La troppa pioggia in alcune giornate, l’esuberate duplice nevicata a cui hanno dato seguito frane e slavine, interrompendo alcune vie di comunicazione e isolando piccole comunità di montagna, hanno confermato ed esasperato ciò che da sempre impegna tantissimo e con passione la gente di montagna: la cura del territorio. Mai come in questo tempo si è percepito il medesimo destino. Sulla barca dove ci siamo ritrovati tutti, vi sono anche le montagne, i boschi, i torrenti, le strade, le case, le piazze… L’immane nevicata avvenuta ha mostrato che un unico manto ci avvolge e può sovrastare la quotidianità. Ma la nostra Chiesa di Belluno-Feltre come ha potuto attraversare questa burrasca di virus e di neve, di mille sospensioni e altrettante chiusure, di ancestrali paure da epidemia e di nuovi timori da vaccinazione disattesa?

La nostra Chiesa si è inoltrata nel buio della tempesta e non ha smesso di traspirare fede, di anelare speranza, di lasciare per strada briciole di carità. Come i vasi capillari nell’organismo umano, le nostre comunità ecclesiali, assottigliate fino a confondersi con i tessuti irrorati, hanno condiviso le loro risorse di ossigeno spirituale e di nutrimento sacramentale. Dopo le reazioni arrabbiate e risentite di alcune frange, durante il lockdown della scorsa primavera, si è percepito, in quest’ultima stagione, un fluire di attesa, di pazienza, di preghiera, di ascolto, di celebrazione, di speranza, di vicinanza alle persone. Paradossalmente proprio le esequie sono diventate un appuntamento consueto in cui guardare stupiti al dono e alla responsabilità della vita, dove porre il seme di un affettuoso arrivederci, dove ricomprendere gli argini in cui scorrono le energie vitali, dove aprire varchi di reciproca sollecitudine, dove ritrovare la purezza di una spiritualità liberata, dove mendicare in sincera intercessione una consolante fraternità.

Qualcuno ha rilevato che un canale inter-generazionale così si è aperto: la vita ha lasciato le sue accertate presunzioni, si è fatta più delicata, più bisognosa di tenerezza, più accondiscendente al reciproco “farsene carico”, a tutte le età. Sì, saranno forse i ragazzi di oggi e i giovani di questo tempo, non solo per le loro abilità nel web e con i social, ma in forza delle loro fatiche e paure di oggi, a veicolare domani un insegnamento nuovo – più umano e più “evangelico” – nell’arte di vivere in questo mondo.

(Record del dataset)

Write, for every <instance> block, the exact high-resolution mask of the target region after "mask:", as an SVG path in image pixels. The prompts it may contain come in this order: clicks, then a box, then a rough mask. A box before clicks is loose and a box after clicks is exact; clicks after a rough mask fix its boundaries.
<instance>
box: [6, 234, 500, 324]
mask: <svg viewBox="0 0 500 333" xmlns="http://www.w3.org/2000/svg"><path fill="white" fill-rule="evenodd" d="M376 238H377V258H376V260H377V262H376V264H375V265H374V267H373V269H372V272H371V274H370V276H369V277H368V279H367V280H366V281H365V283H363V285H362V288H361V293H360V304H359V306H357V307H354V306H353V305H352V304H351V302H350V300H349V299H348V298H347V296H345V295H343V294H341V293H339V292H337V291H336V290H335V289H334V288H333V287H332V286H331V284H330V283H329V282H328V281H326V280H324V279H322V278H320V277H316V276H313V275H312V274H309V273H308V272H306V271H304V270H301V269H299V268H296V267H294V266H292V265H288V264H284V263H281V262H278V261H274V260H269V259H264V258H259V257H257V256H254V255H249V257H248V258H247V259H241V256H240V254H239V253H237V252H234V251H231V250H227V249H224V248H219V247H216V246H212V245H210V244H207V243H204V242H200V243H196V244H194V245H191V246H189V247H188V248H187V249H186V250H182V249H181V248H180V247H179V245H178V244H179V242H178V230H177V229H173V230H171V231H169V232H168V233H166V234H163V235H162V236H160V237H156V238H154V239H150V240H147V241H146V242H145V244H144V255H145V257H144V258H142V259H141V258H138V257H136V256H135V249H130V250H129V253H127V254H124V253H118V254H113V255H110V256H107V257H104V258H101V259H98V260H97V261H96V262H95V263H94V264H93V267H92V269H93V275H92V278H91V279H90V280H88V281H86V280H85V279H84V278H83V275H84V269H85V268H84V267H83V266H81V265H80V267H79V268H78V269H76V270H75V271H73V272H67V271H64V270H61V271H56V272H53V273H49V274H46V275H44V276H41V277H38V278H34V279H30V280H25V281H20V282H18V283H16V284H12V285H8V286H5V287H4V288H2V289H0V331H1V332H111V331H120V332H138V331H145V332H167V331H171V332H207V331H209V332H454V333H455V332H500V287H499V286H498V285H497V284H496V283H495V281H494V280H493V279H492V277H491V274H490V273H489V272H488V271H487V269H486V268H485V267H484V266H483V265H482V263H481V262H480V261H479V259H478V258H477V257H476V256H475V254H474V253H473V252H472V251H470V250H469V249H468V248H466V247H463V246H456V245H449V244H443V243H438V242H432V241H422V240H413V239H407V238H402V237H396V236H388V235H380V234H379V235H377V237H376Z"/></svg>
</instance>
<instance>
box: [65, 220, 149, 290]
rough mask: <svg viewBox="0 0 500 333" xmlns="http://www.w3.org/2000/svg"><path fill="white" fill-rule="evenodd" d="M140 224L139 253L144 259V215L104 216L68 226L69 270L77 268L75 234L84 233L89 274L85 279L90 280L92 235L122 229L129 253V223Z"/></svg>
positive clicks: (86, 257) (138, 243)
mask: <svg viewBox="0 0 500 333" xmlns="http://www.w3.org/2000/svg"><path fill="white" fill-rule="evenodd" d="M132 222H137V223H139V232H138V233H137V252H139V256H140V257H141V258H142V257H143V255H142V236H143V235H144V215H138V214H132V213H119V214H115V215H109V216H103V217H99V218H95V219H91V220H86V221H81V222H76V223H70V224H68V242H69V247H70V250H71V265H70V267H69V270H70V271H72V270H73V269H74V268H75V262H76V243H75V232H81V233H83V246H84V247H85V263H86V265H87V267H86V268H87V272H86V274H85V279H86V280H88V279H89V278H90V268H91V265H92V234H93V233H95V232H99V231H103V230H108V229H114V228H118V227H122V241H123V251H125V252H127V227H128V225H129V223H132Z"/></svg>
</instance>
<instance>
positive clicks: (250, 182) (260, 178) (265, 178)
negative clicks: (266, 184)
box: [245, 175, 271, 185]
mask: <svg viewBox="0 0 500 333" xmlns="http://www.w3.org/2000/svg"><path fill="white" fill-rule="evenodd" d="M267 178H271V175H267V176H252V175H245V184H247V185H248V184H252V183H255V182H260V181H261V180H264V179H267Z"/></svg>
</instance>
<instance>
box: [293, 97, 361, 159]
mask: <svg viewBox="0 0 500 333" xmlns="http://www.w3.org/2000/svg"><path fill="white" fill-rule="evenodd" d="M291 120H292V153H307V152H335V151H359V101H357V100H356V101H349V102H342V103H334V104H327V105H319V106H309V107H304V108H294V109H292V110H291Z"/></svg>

**Consegna**
Trascrivi alla lettera, dal testo sulla Chiesa di Belluno-Feltre, il passo che si apre con le parole contenenti "La troppa pioggia" e si chiude con "da vaccinazione disattesa?".

**Soluzione**
La troppa pioggia in alcune giornate, l’esuberate duplice nevicata a cui hanno dato seguito frane e slavine, interrompendo alcune vie di comunicazione e isolando piccole comunità di montagna, hanno confermato ed esasperato ciò che da sempre impegna tantissimo e con passione la gente di montagna: la cura del territorio. Mai come in questo tempo si è percepito il medesimo destino. Sulla barca dove ci siamo ritrovati tutti, vi sono anche le montagne, i boschi, i torrenti, le strade, le case, le piazze… L’immane nevicata avvenuta ha mostrato che un unico manto ci avvolge e può sovrastare la quotidianità. Ma la nostra Chiesa di Belluno-Feltre come ha potuto attraversare questa burrasca di virus e di neve, di mille sospensioni e altrettante chiusure, di ancestrali paure da epidemia e di nuovi timori da vaccinazione disattesa?